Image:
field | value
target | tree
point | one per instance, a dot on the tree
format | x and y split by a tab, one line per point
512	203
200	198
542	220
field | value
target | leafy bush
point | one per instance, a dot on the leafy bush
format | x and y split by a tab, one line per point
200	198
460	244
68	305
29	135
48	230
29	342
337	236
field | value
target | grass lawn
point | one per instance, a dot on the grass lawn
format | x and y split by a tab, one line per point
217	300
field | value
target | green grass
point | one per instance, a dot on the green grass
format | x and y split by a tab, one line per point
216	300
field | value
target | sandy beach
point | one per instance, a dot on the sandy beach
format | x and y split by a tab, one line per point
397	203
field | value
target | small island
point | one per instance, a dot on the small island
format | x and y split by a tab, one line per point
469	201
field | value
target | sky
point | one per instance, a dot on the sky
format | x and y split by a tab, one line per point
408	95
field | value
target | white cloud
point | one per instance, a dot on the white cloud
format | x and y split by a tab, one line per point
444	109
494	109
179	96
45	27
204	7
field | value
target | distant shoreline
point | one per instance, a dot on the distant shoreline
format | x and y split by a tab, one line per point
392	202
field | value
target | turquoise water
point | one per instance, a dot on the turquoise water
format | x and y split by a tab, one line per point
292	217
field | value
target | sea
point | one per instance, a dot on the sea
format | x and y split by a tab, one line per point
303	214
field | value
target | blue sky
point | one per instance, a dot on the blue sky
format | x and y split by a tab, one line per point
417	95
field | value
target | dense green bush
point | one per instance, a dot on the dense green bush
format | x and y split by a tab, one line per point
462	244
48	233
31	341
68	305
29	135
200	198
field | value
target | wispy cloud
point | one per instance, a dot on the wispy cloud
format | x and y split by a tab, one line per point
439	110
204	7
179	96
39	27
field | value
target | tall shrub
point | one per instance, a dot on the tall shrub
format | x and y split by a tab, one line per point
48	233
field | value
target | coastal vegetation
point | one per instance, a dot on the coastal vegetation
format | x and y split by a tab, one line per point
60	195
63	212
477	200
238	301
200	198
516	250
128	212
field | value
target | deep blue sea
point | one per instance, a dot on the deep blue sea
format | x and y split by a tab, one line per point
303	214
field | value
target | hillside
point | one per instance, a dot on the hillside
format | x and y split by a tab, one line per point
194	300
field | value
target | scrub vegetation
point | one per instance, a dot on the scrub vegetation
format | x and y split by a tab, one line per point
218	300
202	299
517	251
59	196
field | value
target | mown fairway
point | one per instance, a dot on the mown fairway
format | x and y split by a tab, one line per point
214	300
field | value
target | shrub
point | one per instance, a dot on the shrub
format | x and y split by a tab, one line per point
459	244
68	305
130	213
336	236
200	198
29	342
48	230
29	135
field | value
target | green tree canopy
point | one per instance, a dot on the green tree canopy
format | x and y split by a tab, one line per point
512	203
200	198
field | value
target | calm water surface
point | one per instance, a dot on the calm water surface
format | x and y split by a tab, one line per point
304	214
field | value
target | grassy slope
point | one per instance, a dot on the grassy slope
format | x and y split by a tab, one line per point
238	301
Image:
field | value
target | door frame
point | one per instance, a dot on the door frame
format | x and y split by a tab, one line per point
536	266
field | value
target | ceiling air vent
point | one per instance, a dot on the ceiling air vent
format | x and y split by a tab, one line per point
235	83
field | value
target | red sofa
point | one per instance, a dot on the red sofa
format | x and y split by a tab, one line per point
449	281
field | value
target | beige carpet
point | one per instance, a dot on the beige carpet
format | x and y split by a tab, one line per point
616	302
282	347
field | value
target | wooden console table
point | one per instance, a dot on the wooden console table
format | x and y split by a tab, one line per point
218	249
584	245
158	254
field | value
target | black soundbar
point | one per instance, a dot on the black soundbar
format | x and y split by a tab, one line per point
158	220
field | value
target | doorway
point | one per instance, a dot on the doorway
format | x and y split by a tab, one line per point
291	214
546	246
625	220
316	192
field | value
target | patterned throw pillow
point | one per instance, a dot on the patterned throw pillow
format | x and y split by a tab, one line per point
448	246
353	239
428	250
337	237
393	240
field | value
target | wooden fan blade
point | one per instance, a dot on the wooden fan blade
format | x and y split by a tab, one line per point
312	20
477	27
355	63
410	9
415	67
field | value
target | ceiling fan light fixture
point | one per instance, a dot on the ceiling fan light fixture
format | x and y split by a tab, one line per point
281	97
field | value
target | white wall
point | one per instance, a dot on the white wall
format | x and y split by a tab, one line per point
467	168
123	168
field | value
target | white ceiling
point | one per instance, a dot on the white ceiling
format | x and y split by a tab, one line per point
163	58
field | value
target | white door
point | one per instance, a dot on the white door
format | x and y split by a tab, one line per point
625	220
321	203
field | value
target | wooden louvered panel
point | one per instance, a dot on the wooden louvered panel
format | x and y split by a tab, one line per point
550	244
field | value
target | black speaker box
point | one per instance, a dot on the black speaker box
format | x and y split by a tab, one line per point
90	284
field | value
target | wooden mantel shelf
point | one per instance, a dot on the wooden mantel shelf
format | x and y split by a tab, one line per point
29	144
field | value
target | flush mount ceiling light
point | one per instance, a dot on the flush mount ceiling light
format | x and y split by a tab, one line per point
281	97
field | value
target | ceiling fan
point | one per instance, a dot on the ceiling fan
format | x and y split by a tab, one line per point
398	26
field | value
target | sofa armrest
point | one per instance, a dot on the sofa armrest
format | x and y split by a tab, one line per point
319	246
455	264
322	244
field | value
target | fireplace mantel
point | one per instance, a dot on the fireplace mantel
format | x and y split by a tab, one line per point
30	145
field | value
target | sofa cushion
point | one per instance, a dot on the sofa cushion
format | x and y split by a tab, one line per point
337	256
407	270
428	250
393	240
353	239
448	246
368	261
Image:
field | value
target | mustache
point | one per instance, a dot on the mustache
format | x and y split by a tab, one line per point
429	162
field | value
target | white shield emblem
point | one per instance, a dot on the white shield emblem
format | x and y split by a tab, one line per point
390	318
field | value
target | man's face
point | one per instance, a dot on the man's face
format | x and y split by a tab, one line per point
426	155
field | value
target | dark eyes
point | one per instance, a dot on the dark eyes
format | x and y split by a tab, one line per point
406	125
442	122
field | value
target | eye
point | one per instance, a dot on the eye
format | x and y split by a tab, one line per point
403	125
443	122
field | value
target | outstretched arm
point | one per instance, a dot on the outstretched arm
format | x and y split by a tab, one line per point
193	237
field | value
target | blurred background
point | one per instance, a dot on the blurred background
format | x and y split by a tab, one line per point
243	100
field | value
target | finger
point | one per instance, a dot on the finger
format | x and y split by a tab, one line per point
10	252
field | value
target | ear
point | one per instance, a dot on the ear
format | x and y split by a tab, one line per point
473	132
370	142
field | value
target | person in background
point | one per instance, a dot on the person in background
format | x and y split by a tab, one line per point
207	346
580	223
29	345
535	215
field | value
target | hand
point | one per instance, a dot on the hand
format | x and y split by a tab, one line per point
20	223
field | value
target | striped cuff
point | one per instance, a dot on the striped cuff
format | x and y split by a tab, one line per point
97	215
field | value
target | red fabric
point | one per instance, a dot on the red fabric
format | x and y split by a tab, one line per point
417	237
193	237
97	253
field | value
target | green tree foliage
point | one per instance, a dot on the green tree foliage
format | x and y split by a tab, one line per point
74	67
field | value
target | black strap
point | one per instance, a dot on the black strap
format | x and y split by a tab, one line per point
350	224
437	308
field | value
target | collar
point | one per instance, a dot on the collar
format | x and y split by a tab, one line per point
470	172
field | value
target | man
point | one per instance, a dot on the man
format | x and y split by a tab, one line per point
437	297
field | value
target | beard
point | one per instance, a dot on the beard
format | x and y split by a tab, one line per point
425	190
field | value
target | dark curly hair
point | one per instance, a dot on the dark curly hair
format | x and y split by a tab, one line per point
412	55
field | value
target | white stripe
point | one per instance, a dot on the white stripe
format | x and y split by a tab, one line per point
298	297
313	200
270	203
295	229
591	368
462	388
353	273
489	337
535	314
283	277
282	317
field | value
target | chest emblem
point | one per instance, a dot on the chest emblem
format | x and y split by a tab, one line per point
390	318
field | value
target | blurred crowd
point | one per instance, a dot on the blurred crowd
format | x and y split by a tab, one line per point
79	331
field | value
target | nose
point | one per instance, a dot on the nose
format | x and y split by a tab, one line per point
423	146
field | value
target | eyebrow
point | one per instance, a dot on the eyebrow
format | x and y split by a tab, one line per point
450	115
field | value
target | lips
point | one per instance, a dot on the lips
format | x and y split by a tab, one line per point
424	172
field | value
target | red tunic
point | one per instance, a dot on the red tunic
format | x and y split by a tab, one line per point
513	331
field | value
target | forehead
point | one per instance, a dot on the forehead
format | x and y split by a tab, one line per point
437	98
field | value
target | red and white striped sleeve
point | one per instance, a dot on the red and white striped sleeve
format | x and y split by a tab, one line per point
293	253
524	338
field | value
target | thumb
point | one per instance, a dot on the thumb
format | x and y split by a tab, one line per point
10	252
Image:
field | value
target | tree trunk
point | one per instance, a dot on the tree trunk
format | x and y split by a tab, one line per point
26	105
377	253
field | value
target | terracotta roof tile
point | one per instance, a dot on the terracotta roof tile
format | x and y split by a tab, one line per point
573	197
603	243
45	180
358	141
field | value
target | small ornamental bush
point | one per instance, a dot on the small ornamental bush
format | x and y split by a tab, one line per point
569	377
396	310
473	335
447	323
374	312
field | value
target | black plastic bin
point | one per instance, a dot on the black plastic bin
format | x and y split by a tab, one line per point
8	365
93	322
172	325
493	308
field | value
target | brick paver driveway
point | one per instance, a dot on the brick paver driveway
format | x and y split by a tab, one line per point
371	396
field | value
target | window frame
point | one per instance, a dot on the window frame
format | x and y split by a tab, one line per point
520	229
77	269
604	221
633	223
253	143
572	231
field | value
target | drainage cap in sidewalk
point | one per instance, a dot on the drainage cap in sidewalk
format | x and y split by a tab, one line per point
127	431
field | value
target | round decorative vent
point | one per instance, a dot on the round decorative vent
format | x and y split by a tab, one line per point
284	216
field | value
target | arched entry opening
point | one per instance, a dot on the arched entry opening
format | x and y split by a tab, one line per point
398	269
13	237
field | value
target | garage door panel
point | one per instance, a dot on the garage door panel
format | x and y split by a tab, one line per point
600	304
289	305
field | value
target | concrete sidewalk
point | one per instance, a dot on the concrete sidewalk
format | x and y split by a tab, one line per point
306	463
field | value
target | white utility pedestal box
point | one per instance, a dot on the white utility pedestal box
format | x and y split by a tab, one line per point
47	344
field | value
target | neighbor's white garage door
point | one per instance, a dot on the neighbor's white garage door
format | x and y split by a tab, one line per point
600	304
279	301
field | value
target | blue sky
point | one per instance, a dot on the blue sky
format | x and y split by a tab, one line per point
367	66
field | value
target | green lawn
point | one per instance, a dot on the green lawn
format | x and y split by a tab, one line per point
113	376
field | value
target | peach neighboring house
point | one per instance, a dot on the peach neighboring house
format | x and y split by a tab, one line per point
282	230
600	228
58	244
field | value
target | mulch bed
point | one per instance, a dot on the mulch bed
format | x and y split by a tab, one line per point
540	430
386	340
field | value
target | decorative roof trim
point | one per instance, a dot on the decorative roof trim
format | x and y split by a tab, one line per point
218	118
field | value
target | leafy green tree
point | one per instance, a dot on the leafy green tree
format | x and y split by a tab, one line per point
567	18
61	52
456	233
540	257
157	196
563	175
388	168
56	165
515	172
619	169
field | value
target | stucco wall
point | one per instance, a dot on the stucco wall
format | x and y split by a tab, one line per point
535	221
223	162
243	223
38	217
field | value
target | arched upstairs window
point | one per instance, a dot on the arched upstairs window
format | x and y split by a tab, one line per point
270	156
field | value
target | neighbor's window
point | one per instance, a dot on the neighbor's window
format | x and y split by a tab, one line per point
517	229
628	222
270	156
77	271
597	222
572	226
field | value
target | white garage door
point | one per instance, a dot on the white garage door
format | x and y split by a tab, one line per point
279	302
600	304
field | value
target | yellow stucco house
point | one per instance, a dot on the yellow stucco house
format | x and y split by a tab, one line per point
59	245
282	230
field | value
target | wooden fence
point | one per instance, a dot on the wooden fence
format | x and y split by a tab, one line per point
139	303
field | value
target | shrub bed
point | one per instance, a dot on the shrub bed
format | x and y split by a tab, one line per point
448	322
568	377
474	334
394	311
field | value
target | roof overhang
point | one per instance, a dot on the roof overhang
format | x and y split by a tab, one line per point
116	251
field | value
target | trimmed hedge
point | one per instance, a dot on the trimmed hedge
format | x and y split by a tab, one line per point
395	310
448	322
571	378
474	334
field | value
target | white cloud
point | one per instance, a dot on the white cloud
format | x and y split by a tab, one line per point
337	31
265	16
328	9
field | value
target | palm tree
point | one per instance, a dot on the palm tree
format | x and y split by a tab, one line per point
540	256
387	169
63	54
————————
Within the material above, find every line containing the word "light" and copy it.

target | ceiling fan light fixture
point | one per instance, a dot on the ceiling fan light fixture
target | flush mount ceiling light
point | one per instance, a dot on the flush mount ceiling light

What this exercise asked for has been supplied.